[Point placement records]
-=-=-
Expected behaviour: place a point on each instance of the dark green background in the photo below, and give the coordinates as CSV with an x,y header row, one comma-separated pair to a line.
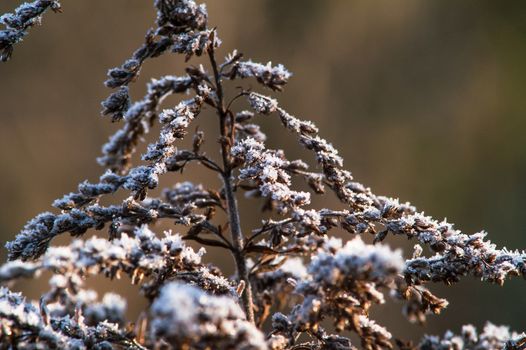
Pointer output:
x,y
424,99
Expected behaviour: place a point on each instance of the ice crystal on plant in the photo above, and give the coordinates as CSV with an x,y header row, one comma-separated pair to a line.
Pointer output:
x,y
296,286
-=-=-
### TASK DETAILS
Turn every line of the records above into a JSON list of strings, one string per line, skipping blank lines and leaving out the picture lines.

### WRITTEN ANSWER
[
  "Expected behaviour: place a point on each instance of the dark green background in the photo below, and give the coordinates as CSV with an x,y header row, one comma-separated pair to a line.",
  "Pointer output:",
  "x,y",
  "424,99",
  "Expected behaviour: place a point on each instance of the ice crystal on plant in the photo above, and give the coordinates as CSV with an x,y header row, one comma-separated pair to a line.",
  "Pointer output:",
  "x,y",
  "296,286"
]